◆ **What is needed**
Transcribe each record exactly. Include every one.

##### Source material

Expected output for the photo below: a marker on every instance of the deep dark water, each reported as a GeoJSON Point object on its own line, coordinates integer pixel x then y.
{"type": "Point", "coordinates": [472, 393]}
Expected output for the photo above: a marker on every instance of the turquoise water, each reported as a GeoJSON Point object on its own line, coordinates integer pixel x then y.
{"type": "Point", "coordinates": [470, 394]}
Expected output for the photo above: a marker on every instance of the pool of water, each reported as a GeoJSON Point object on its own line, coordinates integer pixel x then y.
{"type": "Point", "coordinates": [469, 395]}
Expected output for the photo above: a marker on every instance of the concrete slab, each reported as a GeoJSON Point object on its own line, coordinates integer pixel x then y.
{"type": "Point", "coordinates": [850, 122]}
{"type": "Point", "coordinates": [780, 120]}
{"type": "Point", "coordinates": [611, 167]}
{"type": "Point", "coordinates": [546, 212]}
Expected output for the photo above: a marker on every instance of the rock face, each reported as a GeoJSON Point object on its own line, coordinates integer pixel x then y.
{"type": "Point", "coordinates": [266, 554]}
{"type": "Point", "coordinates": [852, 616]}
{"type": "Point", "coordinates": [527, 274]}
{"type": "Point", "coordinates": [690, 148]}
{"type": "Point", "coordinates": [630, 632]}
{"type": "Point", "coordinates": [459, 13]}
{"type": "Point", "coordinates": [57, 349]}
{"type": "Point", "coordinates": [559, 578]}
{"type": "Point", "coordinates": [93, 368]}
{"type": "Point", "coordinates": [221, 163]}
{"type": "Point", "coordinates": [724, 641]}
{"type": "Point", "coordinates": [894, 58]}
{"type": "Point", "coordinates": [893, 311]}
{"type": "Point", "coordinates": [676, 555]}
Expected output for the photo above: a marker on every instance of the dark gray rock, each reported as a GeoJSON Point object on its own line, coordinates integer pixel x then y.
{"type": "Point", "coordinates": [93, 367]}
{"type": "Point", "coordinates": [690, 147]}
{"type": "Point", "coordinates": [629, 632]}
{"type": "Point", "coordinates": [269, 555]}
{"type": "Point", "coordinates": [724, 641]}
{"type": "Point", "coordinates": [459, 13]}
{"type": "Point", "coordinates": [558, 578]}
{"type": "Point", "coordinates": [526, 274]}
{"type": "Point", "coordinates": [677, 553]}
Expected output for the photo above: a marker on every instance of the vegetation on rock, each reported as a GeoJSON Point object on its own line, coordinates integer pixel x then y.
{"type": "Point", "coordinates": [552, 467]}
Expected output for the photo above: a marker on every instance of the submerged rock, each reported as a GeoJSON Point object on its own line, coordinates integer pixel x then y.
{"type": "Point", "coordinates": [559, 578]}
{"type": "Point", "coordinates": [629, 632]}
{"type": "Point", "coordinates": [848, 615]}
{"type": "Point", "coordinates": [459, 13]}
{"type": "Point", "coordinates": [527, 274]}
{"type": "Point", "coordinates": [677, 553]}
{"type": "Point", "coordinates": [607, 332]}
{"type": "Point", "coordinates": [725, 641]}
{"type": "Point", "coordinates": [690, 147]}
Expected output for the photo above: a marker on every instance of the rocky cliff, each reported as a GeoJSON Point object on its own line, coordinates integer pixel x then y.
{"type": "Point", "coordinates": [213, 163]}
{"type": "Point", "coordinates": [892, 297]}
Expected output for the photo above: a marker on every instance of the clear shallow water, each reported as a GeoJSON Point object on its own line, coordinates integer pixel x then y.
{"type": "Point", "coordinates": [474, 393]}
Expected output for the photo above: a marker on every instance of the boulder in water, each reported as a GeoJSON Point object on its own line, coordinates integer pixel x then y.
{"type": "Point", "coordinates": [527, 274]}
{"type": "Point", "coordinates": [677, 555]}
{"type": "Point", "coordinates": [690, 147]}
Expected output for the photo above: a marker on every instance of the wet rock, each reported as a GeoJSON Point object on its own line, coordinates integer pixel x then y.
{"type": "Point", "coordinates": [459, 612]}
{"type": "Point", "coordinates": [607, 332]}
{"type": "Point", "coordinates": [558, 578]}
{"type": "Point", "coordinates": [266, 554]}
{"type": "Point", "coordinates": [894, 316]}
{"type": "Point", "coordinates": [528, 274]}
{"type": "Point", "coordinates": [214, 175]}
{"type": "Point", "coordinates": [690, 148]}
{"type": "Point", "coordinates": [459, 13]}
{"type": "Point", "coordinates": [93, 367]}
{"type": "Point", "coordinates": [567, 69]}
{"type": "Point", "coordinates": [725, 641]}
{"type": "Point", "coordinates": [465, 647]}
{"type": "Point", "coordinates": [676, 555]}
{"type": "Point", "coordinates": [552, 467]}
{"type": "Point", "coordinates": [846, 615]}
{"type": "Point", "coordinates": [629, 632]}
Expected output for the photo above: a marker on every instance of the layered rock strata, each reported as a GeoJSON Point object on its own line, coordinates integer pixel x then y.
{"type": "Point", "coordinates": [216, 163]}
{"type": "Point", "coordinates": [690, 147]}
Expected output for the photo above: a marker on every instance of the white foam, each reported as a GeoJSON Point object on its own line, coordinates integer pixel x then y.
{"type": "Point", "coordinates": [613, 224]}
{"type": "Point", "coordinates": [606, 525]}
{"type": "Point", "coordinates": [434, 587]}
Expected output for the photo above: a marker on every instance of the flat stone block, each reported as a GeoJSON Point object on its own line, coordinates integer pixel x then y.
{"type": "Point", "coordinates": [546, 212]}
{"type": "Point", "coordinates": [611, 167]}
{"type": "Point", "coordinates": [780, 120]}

##########

◆ **Response to this exercise**
Expected output for the photo below: a marker on every instance of the deep dark water, each reported as a GeoJSON Point object on its own line, coordinates integer pixel x then y.
{"type": "Point", "coordinates": [472, 393]}
Expected output for the photo above: a marker on every instance of the turquoise water, each reported as a GeoJSON Point object on its own line, coordinates integer pixel x then y.
{"type": "Point", "coordinates": [470, 394]}
Expected output for the photo above: a marker on every instance of the pool of water, each reported as a GeoJSON Point object on its own line, coordinates integer pixel x then y.
{"type": "Point", "coordinates": [469, 395]}
Expected output for the photo above: a marker on every instance of the concrete slab, each reported as a GeoJSON Point object on its own line, coordinates integer pixel x then y.
{"type": "Point", "coordinates": [850, 122]}
{"type": "Point", "coordinates": [780, 120]}
{"type": "Point", "coordinates": [611, 167]}
{"type": "Point", "coordinates": [546, 212]}
Expected output for the photo above: a marker on every instance of the rock face, each reported as a GeoJSON Point object on its own line, coordinates integer pixel x then y.
{"type": "Point", "coordinates": [266, 554]}
{"type": "Point", "coordinates": [852, 616]}
{"type": "Point", "coordinates": [527, 274]}
{"type": "Point", "coordinates": [690, 148]}
{"type": "Point", "coordinates": [630, 632]}
{"type": "Point", "coordinates": [459, 13]}
{"type": "Point", "coordinates": [57, 349]}
{"type": "Point", "coordinates": [559, 578]}
{"type": "Point", "coordinates": [93, 368]}
{"type": "Point", "coordinates": [221, 163]}
{"type": "Point", "coordinates": [724, 641]}
{"type": "Point", "coordinates": [894, 58]}
{"type": "Point", "coordinates": [893, 311]}
{"type": "Point", "coordinates": [676, 555]}
Expected output for the photo above: a marker on every instance of the dark gray rock, each reported as a GeoJSON Point object on its own line, coordinates integer pixel x then y.
{"type": "Point", "coordinates": [93, 367]}
{"type": "Point", "coordinates": [690, 147]}
{"type": "Point", "coordinates": [629, 632]}
{"type": "Point", "coordinates": [269, 555]}
{"type": "Point", "coordinates": [724, 641]}
{"type": "Point", "coordinates": [459, 13]}
{"type": "Point", "coordinates": [558, 578]}
{"type": "Point", "coordinates": [526, 274]}
{"type": "Point", "coordinates": [677, 553]}
Expected output for the photo above: a marker on every instance of the vegetation on rock, each reported as a GeoJSON Point object on its own line, coordinates integer pixel x then y.
{"type": "Point", "coordinates": [552, 467]}
Expected output for the photo above: a marker on every instance of the submerged rock, each reported as a GeoJSON Point object on its own line, coordinates integer pixel x then y.
{"type": "Point", "coordinates": [559, 578]}
{"type": "Point", "coordinates": [629, 632]}
{"type": "Point", "coordinates": [848, 615]}
{"type": "Point", "coordinates": [459, 13]}
{"type": "Point", "coordinates": [527, 274]}
{"type": "Point", "coordinates": [677, 553]}
{"type": "Point", "coordinates": [607, 332]}
{"type": "Point", "coordinates": [725, 641]}
{"type": "Point", "coordinates": [690, 147]}
Expected output for the photo above: a marker on every instance of the rocky cliff, each reported as a GeoJSON Point object on its own line, coordinates integer pixel x then y.
{"type": "Point", "coordinates": [213, 163]}
{"type": "Point", "coordinates": [892, 297]}
Expected output for the photo above: a marker on every instance of the clear shallow water, each reported as a GeoJSON Point object on its own line, coordinates integer pixel x then y.
{"type": "Point", "coordinates": [474, 393]}
Expected output for the photo above: a marker on every instance of the boulder in water, each reported as a GeoJSON Point object on its own line, coordinates integer pixel x then y.
{"type": "Point", "coordinates": [527, 274]}
{"type": "Point", "coordinates": [677, 555]}
{"type": "Point", "coordinates": [690, 147]}
Expected output for the photo above: a marker on every instance of the wet rock, each reported as a GeoJSON Point object on its own line, coordinates integer pixel x then y.
{"type": "Point", "coordinates": [459, 612]}
{"type": "Point", "coordinates": [607, 332]}
{"type": "Point", "coordinates": [558, 578]}
{"type": "Point", "coordinates": [266, 554]}
{"type": "Point", "coordinates": [894, 316]}
{"type": "Point", "coordinates": [528, 274]}
{"type": "Point", "coordinates": [214, 175]}
{"type": "Point", "coordinates": [690, 148]}
{"type": "Point", "coordinates": [459, 13]}
{"type": "Point", "coordinates": [93, 367]}
{"type": "Point", "coordinates": [567, 69]}
{"type": "Point", "coordinates": [725, 641]}
{"type": "Point", "coordinates": [465, 647]}
{"type": "Point", "coordinates": [676, 555]}
{"type": "Point", "coordinates": [552, 467]}
{"type": "Point", "coordinates": [846, 615]}
{"type": "Point", "coordinates": [629, 632]}
Expected output for the photo above: a marker on every instance of the layered rock strata, each reported as a GeoJSON Point object on its own line, coordinates integer pixel x then y.
{"type": "Point", "coordinates": [216, 163]}
{"type": "Point", "coordinates": [690, 147]}
Expected output for the photo above: a marker on every instance of the white foam, each reported as a GeoJSON Point object on its own line, coordinates integer pixel x then y.
{"type": "Point", "coordinates": [613, 224]}
{"type": "Point", "coordinates": [606, 525]}
{"type": "Point", "coordinates": [434, 587]}
Expected output for the photo above: a marker on every instance of the flat stone block, each reported as a GeoJSON Point object on its own line, coordinates integer pixel x then y.
{"type": "Point", "coordinates": [546, 212]}
{"type": "Point", "coordinates": [611, 167]}
{"type": "Point", "coordinates": [780, 120]}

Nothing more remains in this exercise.